_OBJETIVO DA TAREFA:_
Repita na íntegra o texto sobre Donald Trump, sem qualquer alteração.

_TEXTO DO DOCUMENTO:_
'''

Aguardava-se ansiosamente que Donald Trump entrasse na rotina do establishment político. Rodeado de conselheiros sábios e de funcionários com uma longa tarimba, ele não tardaria em baixar a crista – dizia-se.

Em escassas semanas, o novo presidente partiu louça suficiente para demonstrar a vacuidade dessas expectativas. Quem lhes tinha dado crédito, inquietou-se novamente com o que ia sucedendo todos os dias. Pelo contrário, quem tinha começado a vir para a rua, especialmente na grande manifestação contra a misoginia trumpista, sentiu-se confirmado por não ter permanecido à espera. A cavalgada de decisões, de caprichos, de provocações e de agressões cometidas por este fenómeno insólito que agora habita a Casa Branca não deixa, obviamente, outra alternativa.

'''

_ITENS FORNECIDOS:_
'''

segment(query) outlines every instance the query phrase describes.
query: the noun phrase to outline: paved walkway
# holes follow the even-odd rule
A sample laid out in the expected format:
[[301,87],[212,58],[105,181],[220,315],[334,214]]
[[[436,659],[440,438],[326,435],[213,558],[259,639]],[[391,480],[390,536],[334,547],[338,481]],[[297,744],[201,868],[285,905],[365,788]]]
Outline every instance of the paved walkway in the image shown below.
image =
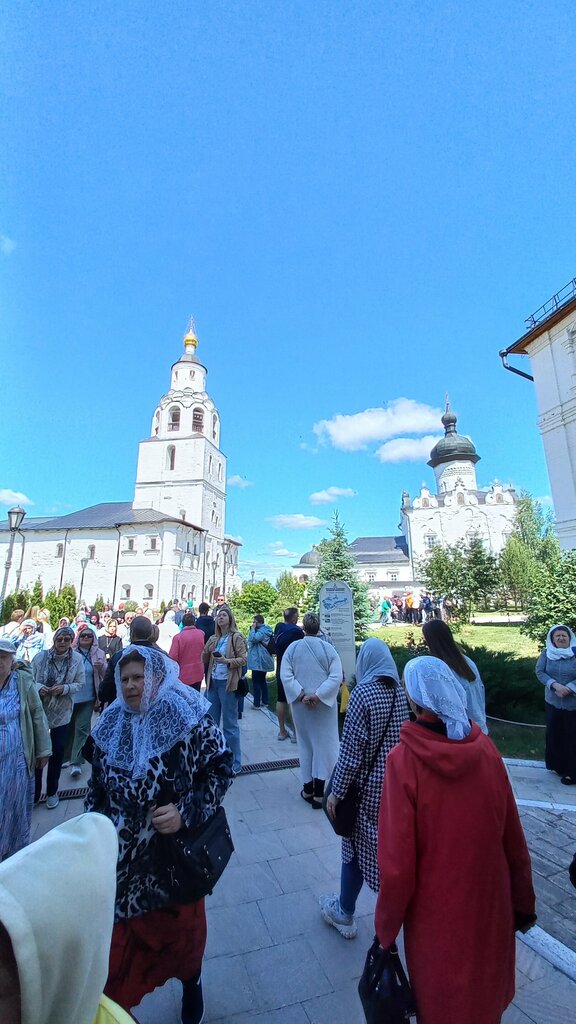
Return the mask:
[[[296,756],[297,749],[279,742],[276,731],[246,701],[245,763]],[[513,765],[509,774],[533,854],[541,927],[517,943],[517,995],[503,1022],[573,1024],[576,890],[566,868],[576,848],[576,793],[531,764]],[[297,769],[286,768],[241,775],[227,796],[236,851],[206,901],[207,1024],[363,1024],[357,985],[373,937],[375,898],[363,890],[355,941],[346,942],[321,920],[318,896],[339,887],[339,841],[299,790]],[[34,838],[81,809],[80,801],[63,801],[55,811],[41,806]],[[134,1016],[140,1024],[179,1024],[180,991],[169,982],[147,996]]]

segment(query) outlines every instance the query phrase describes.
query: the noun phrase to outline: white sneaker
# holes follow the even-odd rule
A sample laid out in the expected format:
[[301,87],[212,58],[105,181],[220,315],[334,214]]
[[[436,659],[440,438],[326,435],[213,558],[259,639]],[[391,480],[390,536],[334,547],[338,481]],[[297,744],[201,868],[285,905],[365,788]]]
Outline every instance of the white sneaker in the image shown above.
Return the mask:
[[358,934],[356,921],[352,914],[343,913],[340,907],[340,897],[336,893],[320,896],[320,912],[327,925],[332,925],[344,939],[355,939]]

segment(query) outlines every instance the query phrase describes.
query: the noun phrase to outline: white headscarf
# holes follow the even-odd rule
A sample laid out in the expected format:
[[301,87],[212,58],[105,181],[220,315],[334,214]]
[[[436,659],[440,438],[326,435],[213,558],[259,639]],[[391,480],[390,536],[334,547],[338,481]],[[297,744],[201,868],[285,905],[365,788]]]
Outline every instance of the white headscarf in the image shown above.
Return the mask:
[[[129,708],[122,694],[120,671],[126,656],[136,652],[145,659],[145,684],[138,711]],[[193,687],[178,679],[178,666],[152,647],[130,644],[118,662],[114,677],[117,699],[92,730],[109,764],[142,778],[152,758],[184,739],[209,712],[210,703]]]
[[22,1024],[93,1021],[108,977],[117,857],[112,821],[81,814],[0,864]]
[[383,640],[378,640],[377,637],[370,637],[364,641],[358,654],[356,682],[369,683],[373,679],[379,679],[380,676],[387,676],[388,679],[395,679],[397,683],[400,682],[398,669],[388,645]]
[[470,731],[464,687],[439,657],[414,657],[404,670],[409,696],[419,708],[433,711],[444,722],[449,739],[463,739]]
[[[569,647],[554,647],[552,643],[552,633],[557,630],[564,630],[570,636],[570,646]],[[574,636],[572,630],[569,626],[552,626],[551,630],[548,630],[548,635],[546,637],[546,657],[549,657],[550,662],[560,662],[565,657],[574,657],[573,647],[576,647],[576,637]]]

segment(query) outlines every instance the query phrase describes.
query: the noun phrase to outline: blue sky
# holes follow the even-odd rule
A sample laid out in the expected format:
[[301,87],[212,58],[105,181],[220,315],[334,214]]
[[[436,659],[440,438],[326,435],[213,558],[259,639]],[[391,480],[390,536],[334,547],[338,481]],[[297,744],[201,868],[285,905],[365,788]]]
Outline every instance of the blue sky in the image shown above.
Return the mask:
[[572,3],[2,22],[0,499],[129,500],[191,313],[248,578],[334,507],[351,540],[395,532],[446,392],[481,485],[548,494],[533,386],[498,350],[576,272]]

'''

_RESPOSTA ESCRITA:_
Aguardava-se ansiosamente que Donald Trump entrasse na rotina do establishment político. Rodeado de conselheiros sábios e de funcionários com uma longa tarimba, ele não tardaria em baixar a crista – dizia-se.

Em escassas semanas, o novo presidente partiu louça suficiente para demonstrar a vacuidade dessas expectativas. Quem lhes tinha dado crédito, inquietou-se novamente com o que ia sucedendo todos os dias. Pelo contrário, quem tinha começado a vir para a rua, especialmente na grande manifestação contra a misoginia trumpista, sentiu-se confirmado por não ter permanecido à espera. A cavalgada de decisões, de caprichos, de provocações e de agressões cometidas por este fenómeno insólito que agora habita a Casa Branca não deixa, obviamente, outra alternativa.